Exercise aim: Output the lines of the listing below exactly as they appear, starting at the line that contains "Return the mask of every instance of the gravel" and continuing through the end of the listing.

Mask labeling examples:
>>>>

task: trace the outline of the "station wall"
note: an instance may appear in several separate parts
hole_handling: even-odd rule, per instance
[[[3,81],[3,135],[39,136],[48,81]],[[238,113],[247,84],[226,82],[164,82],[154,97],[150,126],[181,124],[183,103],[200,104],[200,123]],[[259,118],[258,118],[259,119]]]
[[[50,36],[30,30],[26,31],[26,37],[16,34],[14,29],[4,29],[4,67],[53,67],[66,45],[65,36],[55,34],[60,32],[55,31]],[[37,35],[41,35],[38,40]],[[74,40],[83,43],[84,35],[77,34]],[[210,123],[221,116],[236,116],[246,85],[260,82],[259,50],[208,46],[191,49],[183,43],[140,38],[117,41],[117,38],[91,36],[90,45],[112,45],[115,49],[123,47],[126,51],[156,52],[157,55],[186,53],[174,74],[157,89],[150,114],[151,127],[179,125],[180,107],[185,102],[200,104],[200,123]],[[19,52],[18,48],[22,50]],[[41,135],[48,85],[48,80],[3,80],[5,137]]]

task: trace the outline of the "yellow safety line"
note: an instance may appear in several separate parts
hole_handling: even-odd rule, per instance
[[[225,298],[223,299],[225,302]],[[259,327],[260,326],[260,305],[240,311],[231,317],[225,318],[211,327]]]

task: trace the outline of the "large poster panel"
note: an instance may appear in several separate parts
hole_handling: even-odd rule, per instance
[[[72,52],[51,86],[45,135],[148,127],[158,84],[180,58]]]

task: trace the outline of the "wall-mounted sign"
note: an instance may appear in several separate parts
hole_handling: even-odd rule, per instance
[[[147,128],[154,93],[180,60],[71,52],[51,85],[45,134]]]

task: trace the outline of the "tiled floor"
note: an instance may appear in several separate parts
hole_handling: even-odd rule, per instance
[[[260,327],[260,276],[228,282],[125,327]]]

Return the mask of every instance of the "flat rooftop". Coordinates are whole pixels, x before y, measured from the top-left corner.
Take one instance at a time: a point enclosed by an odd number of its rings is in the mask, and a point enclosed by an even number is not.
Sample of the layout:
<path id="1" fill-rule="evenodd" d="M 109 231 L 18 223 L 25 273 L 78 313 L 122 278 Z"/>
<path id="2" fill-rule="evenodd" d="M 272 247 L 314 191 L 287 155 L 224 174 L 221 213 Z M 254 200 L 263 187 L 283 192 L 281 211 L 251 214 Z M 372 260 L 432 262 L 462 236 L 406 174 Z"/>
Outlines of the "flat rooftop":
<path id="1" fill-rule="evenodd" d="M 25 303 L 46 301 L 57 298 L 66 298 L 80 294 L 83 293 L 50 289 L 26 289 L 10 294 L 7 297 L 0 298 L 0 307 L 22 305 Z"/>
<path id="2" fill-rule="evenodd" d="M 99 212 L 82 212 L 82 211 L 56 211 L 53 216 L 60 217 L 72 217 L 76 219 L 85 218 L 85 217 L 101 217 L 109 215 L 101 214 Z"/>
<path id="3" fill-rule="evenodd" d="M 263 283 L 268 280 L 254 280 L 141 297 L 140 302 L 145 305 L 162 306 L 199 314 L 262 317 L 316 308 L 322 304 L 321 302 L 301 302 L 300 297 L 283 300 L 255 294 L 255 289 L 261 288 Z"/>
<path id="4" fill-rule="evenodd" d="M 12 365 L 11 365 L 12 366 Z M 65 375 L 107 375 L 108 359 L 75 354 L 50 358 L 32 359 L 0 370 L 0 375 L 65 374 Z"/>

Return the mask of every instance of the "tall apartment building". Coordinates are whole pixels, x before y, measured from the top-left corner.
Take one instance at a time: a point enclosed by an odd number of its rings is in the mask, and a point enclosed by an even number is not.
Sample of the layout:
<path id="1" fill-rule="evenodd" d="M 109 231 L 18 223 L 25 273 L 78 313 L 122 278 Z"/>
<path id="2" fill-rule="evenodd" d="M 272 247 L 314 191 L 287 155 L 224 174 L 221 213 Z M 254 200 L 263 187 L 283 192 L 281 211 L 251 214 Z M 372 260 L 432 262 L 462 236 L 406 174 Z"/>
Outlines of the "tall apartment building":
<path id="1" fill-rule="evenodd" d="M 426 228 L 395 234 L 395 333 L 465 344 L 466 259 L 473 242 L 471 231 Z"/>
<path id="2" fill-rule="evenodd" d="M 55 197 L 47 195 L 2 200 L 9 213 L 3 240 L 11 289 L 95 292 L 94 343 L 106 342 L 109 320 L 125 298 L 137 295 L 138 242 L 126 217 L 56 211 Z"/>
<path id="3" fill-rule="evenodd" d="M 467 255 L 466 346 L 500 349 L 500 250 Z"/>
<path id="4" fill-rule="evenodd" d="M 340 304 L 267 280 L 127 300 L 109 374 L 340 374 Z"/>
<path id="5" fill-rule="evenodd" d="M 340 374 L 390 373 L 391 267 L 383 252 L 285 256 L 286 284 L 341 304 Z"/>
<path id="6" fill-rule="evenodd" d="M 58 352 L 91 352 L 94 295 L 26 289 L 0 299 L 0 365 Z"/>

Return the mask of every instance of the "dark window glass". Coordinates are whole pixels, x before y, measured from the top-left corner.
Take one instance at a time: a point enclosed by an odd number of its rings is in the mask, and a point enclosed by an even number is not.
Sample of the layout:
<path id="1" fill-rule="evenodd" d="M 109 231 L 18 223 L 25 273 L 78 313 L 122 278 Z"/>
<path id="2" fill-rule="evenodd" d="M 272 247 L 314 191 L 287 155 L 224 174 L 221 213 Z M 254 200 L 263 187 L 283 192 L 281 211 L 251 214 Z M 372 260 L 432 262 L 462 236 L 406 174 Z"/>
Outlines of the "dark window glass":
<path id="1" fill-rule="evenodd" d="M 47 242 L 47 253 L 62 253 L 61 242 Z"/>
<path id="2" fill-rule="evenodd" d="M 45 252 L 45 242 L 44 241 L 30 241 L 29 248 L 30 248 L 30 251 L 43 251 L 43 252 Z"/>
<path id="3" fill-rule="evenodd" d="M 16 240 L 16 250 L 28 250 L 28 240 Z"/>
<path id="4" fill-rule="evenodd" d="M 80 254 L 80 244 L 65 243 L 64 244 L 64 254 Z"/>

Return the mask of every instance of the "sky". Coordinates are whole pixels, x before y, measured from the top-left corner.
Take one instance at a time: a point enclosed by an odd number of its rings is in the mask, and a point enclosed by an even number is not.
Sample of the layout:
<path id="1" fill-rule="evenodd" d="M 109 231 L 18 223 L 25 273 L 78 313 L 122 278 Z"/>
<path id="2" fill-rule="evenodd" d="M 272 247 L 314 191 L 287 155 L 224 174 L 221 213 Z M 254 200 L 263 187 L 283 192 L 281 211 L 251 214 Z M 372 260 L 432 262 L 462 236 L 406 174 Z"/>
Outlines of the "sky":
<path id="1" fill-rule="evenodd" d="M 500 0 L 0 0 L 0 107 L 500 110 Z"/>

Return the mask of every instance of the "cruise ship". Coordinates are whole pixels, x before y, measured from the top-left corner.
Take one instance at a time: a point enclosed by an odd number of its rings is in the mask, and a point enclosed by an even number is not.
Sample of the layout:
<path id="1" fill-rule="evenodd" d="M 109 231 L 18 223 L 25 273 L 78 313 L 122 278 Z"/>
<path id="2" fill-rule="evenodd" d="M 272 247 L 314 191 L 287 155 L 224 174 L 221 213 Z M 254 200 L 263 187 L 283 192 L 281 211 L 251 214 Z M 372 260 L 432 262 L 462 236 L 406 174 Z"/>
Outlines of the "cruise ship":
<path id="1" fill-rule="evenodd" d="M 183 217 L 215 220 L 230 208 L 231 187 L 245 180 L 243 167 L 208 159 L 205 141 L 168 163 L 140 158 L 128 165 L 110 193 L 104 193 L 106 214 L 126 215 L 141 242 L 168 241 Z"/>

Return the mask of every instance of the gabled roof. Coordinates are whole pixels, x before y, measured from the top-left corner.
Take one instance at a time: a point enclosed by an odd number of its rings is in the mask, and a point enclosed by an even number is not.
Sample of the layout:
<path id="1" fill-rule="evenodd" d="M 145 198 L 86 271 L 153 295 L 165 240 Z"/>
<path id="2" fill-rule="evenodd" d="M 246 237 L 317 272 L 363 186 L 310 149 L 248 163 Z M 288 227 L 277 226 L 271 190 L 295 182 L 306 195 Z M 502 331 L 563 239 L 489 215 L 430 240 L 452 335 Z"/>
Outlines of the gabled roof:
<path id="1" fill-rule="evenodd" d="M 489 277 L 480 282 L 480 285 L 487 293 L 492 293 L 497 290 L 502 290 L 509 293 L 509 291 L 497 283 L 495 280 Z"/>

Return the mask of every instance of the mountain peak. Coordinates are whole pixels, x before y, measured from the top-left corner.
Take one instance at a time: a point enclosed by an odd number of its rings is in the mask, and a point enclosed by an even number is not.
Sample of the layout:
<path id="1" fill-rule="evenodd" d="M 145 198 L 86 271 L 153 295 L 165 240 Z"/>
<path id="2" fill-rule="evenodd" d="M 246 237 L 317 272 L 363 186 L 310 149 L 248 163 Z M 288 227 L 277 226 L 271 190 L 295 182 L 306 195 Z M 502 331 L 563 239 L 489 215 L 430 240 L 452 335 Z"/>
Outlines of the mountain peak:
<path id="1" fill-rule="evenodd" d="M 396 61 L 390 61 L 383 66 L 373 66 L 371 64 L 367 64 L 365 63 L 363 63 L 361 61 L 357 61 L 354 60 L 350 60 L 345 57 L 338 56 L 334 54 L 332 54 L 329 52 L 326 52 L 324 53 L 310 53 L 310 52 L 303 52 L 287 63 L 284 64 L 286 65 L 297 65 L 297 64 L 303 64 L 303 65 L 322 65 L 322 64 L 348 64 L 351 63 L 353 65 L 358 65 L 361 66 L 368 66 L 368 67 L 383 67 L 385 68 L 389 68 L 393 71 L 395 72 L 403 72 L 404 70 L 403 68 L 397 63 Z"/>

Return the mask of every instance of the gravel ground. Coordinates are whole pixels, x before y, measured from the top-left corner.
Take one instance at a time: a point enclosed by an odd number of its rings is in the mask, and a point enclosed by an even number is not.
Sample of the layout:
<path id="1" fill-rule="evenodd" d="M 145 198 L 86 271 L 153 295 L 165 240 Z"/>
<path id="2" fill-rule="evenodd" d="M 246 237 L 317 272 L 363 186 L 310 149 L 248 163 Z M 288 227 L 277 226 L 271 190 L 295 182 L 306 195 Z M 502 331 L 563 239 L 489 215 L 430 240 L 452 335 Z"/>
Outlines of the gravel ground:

<<<<

Correct result:
Return the mask of every instance of the gravel ground. Coordinates are whole pixels, x before y, measured from the top-left corner.
Take one instance at a time: a point enclosed by an odd number of its rings is in the mask, and a point enclosed by an even number is not.
Sample of the layout:
<path id="1" fill-rule="evenodd" d="M 145 198 L 86 271 L 153 295 L 165 240 Z"/>
<path id="2" fill-rule="evenodd" d="M 246 237 L 317 272 L 363 186 L 310 149 L 248 163 Z M 288 227 L 277 226 L 271 190 L 295 182 L 306 195 Z M 502 331 L 563 239 L 489 215 L 430 240 L 452 335 Z"/>
Outlines of the gravel ground:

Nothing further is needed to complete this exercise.